======== PROVIDED RECORDS ========

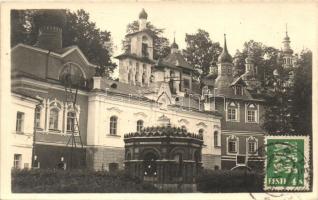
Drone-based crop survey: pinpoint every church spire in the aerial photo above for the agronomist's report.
[171,32,179,53]
[218,34,232,63]
[283,24,293,54]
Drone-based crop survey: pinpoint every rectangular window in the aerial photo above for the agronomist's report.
[13,154,22,169]
[214,131,219,147]
[248,142,256,154]
[228,141,236,153]
[227,108,236,121]
[49,108,59,130]
[183,79,190,89]
[16,112,24,133]
[247,110,256,122]
[34,107,41,128]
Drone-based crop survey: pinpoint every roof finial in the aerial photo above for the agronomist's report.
[224,33,227,52]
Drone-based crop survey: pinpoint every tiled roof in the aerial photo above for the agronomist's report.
[158,52,193,70]
[115,52,155,64]
[126,29,157,38]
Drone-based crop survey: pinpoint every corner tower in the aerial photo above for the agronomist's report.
[34,9,66,51]
[215,34,233,94]
[282,25,294,68]
[116,9,154,86]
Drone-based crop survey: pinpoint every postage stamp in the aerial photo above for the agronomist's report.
[264,136,310,191]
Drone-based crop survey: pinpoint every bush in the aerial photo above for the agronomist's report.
[197,170,264,192]
[12,169,158,193]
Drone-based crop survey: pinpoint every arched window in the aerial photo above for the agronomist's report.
[213,131,220,147]
[247,137,258,154]
[173,153,183,176]
[126,151,131,160]
[137,120,144,132]
[34,106,41,128]
[143,153,158,176]
[226,102,239,121]
[198,128,204,137]
[59,63,86,87]
[246,104,258,123]
[109,116,118,135]
[141,36,149,57]
[49,108,59,130]
[227,135,238,154]
[66,112,76,131]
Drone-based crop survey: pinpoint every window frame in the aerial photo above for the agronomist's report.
[49,107,60,131]
[226,102,240,122]
[246,136,258,156]
[226,135,239,155]
[15,111,25,133]
[136,119,144,132]
[109,115,118,136]
[245,103,259,124]
[13,154,22,169]
[213,131,221,147]
[66,111,77,132]
[34,106,42,129]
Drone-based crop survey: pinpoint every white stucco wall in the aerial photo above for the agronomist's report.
[87,94,221,155]
[9,94,38,168]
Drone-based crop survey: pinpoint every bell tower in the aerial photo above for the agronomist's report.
[282,24,294,68]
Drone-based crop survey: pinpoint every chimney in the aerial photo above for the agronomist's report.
[34,9,66,51]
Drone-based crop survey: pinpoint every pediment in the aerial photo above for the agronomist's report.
[134,112,148,118]
[196,122,208,128]
[107,107,123,113]
[178,119,190,124]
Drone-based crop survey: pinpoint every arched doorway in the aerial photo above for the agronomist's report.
[143,152,158,176]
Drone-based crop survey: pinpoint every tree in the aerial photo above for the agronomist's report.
[262,50,312,135]
[291,49,312,135]
[183,29,222,80]
[262,66,294,134]
[230,40,279,87]
[11,9,116,76]
[123,20,170,60]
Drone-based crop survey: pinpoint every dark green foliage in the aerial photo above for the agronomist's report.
[11,9,116,76]
[262,50,312,135]
[183,29,222,79]
[197,170,264,193]
[12,170,158,193]
[123,20,170,60]
[291,50,312,135]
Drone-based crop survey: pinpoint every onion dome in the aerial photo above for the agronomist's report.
[139,9,148,19]
[245,47,254,64]
[283,26,294,54]
[218,34,232,63]
[171,38,179,49]
[34,9,66,28]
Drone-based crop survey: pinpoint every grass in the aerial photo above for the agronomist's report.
[12,170,158,193]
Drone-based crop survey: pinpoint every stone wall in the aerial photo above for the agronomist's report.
[86,147,125,170]
[202,154,221,170]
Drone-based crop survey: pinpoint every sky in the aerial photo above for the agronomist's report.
[72,1,318,76]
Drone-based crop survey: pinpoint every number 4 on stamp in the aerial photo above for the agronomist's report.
[264,136,310,191]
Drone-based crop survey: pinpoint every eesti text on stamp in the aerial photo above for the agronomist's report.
[264,136,310,191]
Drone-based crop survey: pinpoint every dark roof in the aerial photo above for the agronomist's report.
[126,29,157,38]
[101,79,153,95]
[115,52,155,64]
[218,34,233,63]
[157,52,193,71]
[215,76,256,100]
[54,45,77,54]
[230,75,246,86]
[139,8,148,19]
[124,126,203,140]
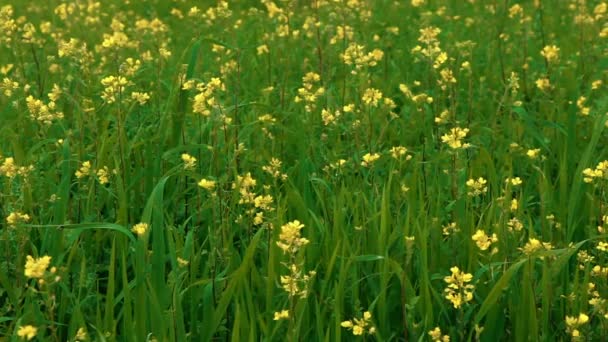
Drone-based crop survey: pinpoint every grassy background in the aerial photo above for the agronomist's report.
[0,0,608,341]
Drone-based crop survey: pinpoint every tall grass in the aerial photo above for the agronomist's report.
[0,0,608,341]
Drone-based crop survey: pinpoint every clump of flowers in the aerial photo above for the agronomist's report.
[23,255,51,279]
[182,153,196,170]
[466,177,488,197]
[131,222,150,237]
[274,220,316,320]
[441,127,470,150]
[361,153,380,167]
[540,45,559,63]
[6,211,30,227]
[471,229,498,251]
[583,160,608,183]
[566,313,589,339]
[340,311,376,336]
[520,238,553,256]
[17,325,38,341]
[443,266,475,309]
[340,43,384,75]
[429,327,450,342]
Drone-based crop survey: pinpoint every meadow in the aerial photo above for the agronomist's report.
[0,0,608,342]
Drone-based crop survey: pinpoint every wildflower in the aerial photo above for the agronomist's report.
[131,91,150,106]
[576,96,591,116]
[520,238,553,256]
[505,177,523,186]
[256,44,269,56]
[442,222,460,236]
[361,153,380,167]
[74,327,87,341]
[362,88,382,107]
[24,255,51,279]
[75,160,91,179]
[131,222,150,237]
[534,77,551,91]
[389,146,412,160]
[443,266,475,309]
[17,325,38,341]
[472,229,498,251]
[441,127,470,150]
[277,220,310,254]
[526,148,540,159]
[6,211,30,226]
[466,177,488,197]
[198,178,215,191]
[101,76,129,103]
[340,311,376,336]
[566,313,589,338]
[540,45,559,63]
[429,327,450,342]
[97,166,110,185]
[182,153,196,170]
[273,310,289,321]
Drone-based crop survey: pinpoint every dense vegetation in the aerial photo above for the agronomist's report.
[0,0,608,342]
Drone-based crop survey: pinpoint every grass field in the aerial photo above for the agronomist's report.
[0,0,608,342]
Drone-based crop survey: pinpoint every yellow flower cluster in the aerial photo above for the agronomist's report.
[277,220,310,255]
[466,177,488,197]
[441,127,470,150]
[361,88,382,107]
[429,327,450,342]
[182,153,196,170]
[101,76,129,103]
[361,153,380,167]
[24,255,51,279]
[583,160,608,183]
[262,158,287,180]
[340,43,384,75]
[17,325,38,341]
[294,72,325,113]
[566,313,589,339]
[6,211,30,226]
[0,77,19,97]
[472,229,498,251]
[0,157,34,178]
[131,222,150,237]
[443,266,475,309]
[340,311,376,336]
[540,45,559,63]
[520,238,553,256]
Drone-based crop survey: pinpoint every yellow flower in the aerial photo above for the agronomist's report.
[182,153,196,170]
[466,177,488,197]
[198,178,215,191]
[273,310,289,321]
[429,327,450,342]
[443,266,475,309]
[441,127,469,149]
[472,229,498,251]
[17,325,38,341]
[131,222,150,236]
[540,45,559,63]
[340,311,376,336]
[362,88,382,107]
[24,255,51,279]
[361,153,380,167]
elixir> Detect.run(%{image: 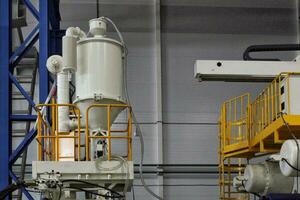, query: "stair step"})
[11,91,31,96]
[12,110,28,115]
[12,129,26,135]
[15,63,36,69]
[16,75,33,80]
[12,96,27,100]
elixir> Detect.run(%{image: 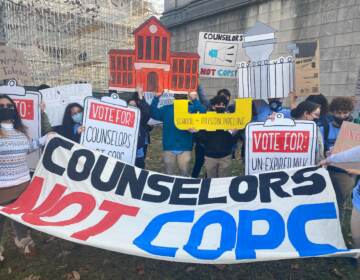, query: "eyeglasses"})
[0,104,15,109]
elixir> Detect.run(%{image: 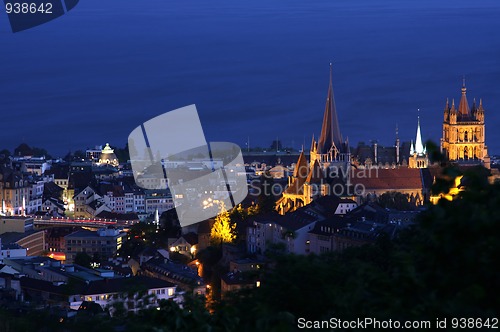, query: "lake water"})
[0,0,500,155]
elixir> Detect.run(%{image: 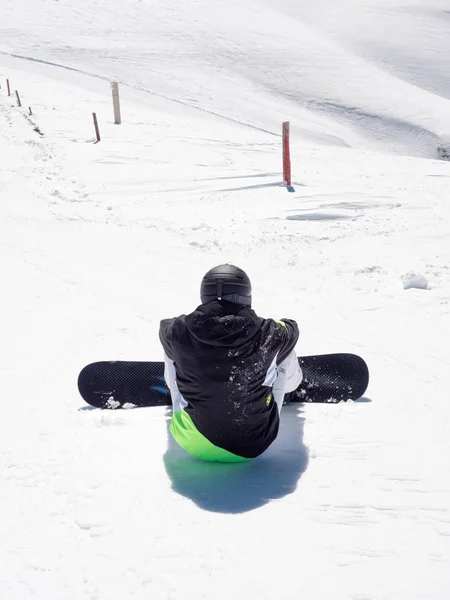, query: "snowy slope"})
[0,0,450,600]
[1,0,450,156]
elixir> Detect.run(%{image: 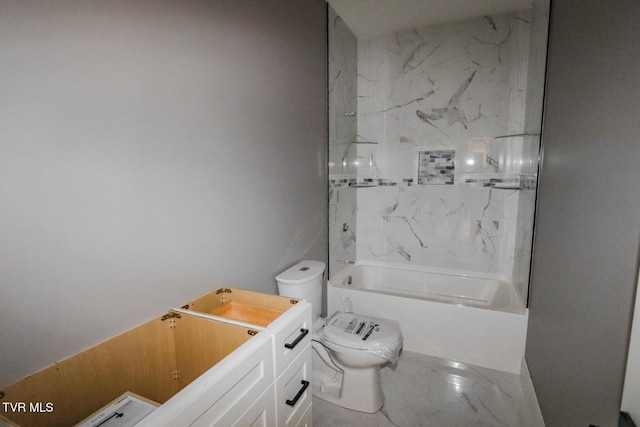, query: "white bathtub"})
[327,262,528,373]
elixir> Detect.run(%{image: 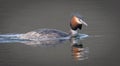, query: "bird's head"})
[70,15,87,35]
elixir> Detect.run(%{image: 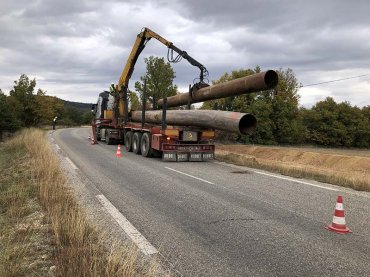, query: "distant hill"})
[62,100,92,112]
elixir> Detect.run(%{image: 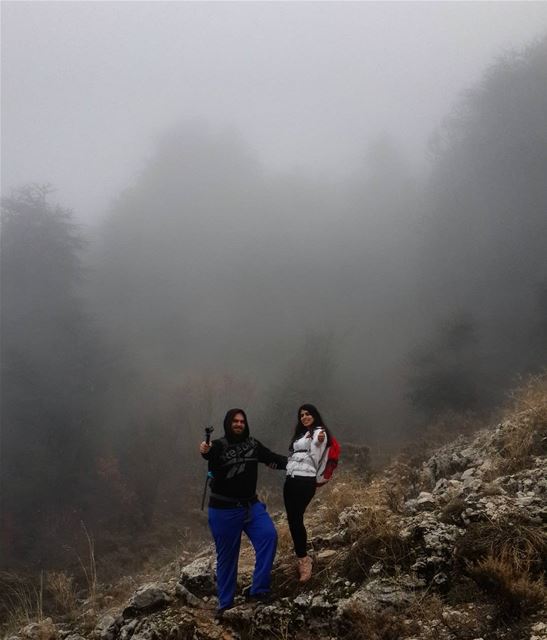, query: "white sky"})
[1,2,547,221]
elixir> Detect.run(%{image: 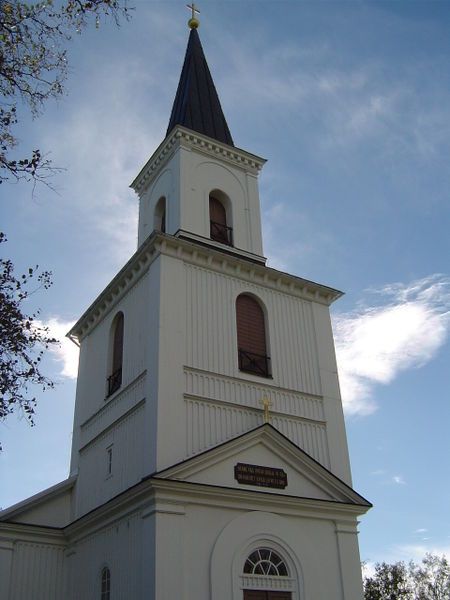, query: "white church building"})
[0,18,371,600]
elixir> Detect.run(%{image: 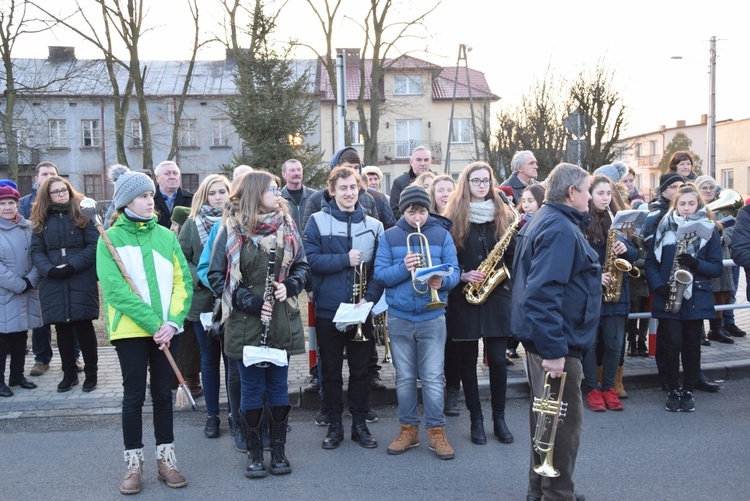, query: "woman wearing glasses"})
[31,176,99,392]
[444,162,516,445]
[208,171,309,478]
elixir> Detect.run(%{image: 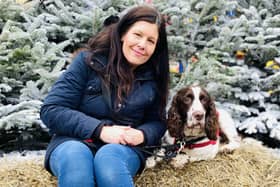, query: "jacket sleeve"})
[137,98,166,146]
[40,52,102,139]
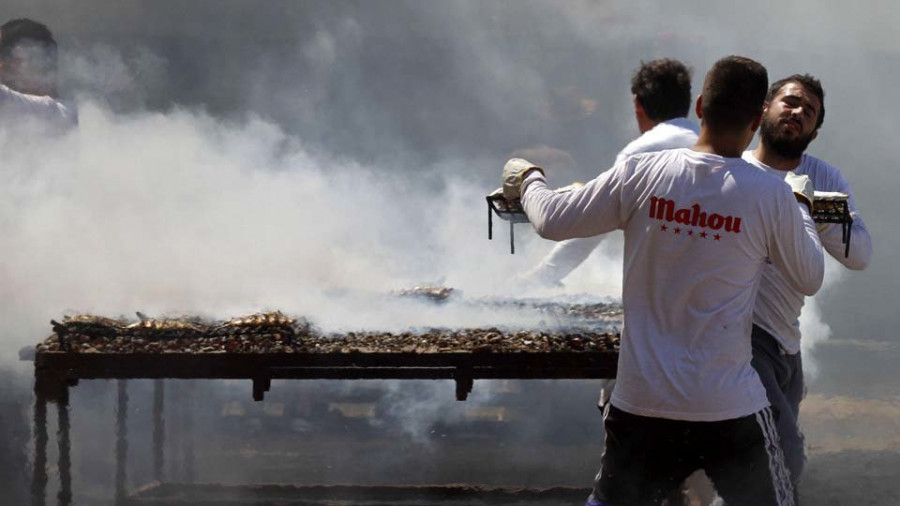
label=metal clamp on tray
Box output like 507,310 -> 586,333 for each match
812,191 -> 853,257
486,192 -> 528,255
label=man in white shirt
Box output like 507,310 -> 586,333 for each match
504,56 -> 824,506
743,74 -> 872,500
0,19 -> 78,126
522,58 -> 699,286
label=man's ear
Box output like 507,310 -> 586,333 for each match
632,95 -> 647,118
750,111 -> 763,132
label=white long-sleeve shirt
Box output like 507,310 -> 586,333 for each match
522,149 -> 824,421
744,151 -> 872,355
529,118 -> 700,285
0,84 -> 78,126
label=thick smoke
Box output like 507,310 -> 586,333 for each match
0,0 -> 900,502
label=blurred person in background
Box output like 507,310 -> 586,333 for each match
0,18 -> 78,126
743,74 -> 872,502
503,56 -> 824,506
520,58 -> 699,287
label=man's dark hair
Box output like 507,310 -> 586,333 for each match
631,58 -> 691,121
701,56 -> 769,132
0,18 -> 57,60
766,74 -> 825,130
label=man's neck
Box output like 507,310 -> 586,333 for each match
753,141 -> 803,171
691,128 -> 747,158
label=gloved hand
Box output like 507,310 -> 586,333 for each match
784,172 -> 816,213
503,158 -> 544,200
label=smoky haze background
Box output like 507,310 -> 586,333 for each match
0,0 -> 900,504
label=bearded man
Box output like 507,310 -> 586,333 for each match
743,74 -> 872,500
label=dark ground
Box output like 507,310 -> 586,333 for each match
7,341 -> 900,506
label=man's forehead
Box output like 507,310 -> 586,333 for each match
775,81 -> 822,110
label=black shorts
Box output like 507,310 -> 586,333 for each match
593,406 -> 794,506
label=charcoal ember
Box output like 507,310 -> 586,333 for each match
50,315 -> 128,337
36,305 -> 618,354
393,285 -> 455,302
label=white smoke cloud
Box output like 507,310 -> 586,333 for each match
800,255 -> 848,381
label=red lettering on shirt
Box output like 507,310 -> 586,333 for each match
650,196 -> 741,237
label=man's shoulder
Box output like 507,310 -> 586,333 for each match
619,118 -> 697,158
794,154 -> 841,175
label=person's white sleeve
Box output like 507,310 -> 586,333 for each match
817,175 -> 872,271
522,163 -> 628,241
0,84 -> 77,123
528,236 -> 603,286
769,185 -> 825,296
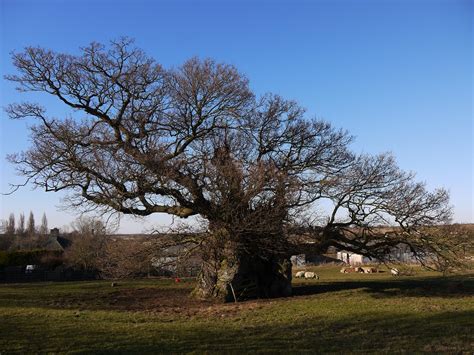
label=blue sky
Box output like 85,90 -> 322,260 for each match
0,0 -> 474,232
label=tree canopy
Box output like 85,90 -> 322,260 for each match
7,38 -> 462,300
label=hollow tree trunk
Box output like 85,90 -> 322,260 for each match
193,234 -> 292,302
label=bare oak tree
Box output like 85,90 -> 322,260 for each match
3,39 -> 456,299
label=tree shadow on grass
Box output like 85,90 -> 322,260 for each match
0,311 -> 474,354
293,276 -> 474,298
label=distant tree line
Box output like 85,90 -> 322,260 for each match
0,211 -> 49,250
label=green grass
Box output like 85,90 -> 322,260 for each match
0,267 -> 474,354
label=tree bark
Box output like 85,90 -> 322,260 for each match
193,231 -> 292,302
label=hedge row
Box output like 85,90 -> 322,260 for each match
0,249 -> 63,268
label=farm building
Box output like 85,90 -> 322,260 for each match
336,245 -> 418,265
336,250 -> 374,265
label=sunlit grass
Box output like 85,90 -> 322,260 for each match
0,267 -> 474,353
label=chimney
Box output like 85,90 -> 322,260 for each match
49,228 -> 59,237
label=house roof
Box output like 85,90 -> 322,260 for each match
44,236 -> 71,250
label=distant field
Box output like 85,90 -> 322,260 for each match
0,267 -> 474,354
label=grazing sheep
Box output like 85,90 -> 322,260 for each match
304,271 -> 319,280
341,267 -> 358,274
360,266 -> 377,274
295,271 -> 305,278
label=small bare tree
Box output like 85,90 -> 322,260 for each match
5,213 -> 15,235
27,211 -> 36,238
39,213 -> 49,236
64,217 -> 107,271
16,212 -> 25,237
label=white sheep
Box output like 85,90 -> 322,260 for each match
304,271 -> 319,280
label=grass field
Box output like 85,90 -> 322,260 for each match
0,267 -> 474,354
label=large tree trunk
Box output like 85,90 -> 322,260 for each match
193,232 -> 292,302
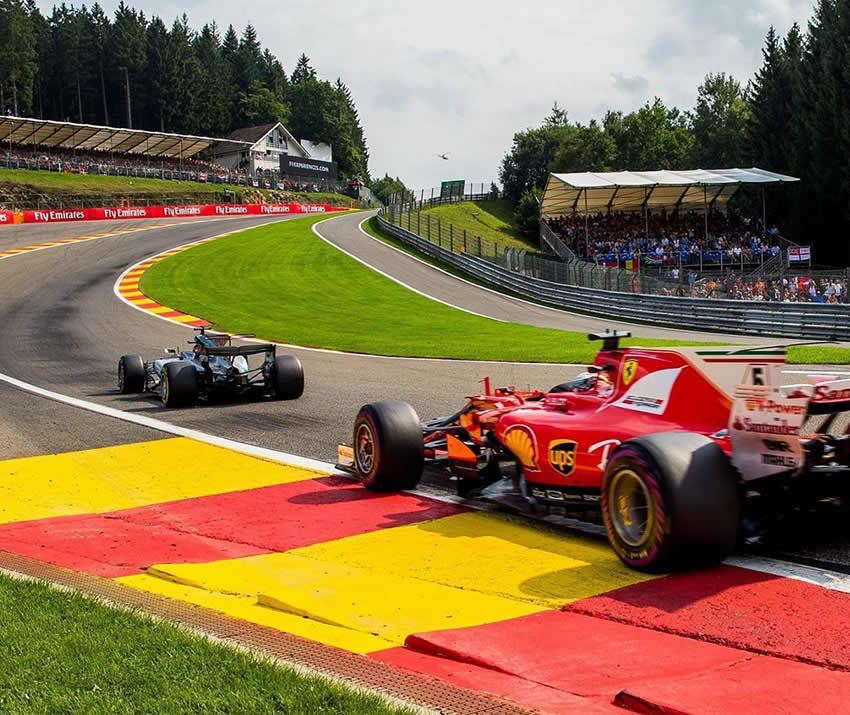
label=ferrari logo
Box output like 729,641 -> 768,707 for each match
623,360 -> 637,387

========

Could you reproduce the material above, starting at the line containing "label=gloved hand" and ending at the line containing "650,196 -> 741,237", with "charcoal ember" changed to "glowing coal" and nothing else altered?

▸ SOLUTION BELOW:
label=gloved hand
Box output like 507,310 -> 586,333 for each match
784,172 -> 816,213
503,158 -> 544,200
label=smoky haze background
Box output like 507,310 -> 586,333 for each match
0,0 -> 900,504
label=bearded man
Box output like 507,310 -> 586,333 for each match
743,74 -> 872,500
label=dark ground
Box output like 507,310 -> 586,333 for each match
7,341 -> 900,506
label=man's forehead
Box output like 507,310 -> 586,333 for each match
775,81 -> 822,110
label=black shorts
Box output like 507,310 -> 586,333 for each match
593,406 -> 794,506
label=glowing coal
Box output like 507,310 -> 586,333 for each match
50,315 -> 128,337
36,305 -> 618,354
393,285 -> 455,302
label=white smoke cloud
Box output like 507,310 -> 586,333 for each match
800,255 -> 848,381
label=red lettering on shirt
Box output like 507,310 -> 586,333 for each match
650,196 -> 741,237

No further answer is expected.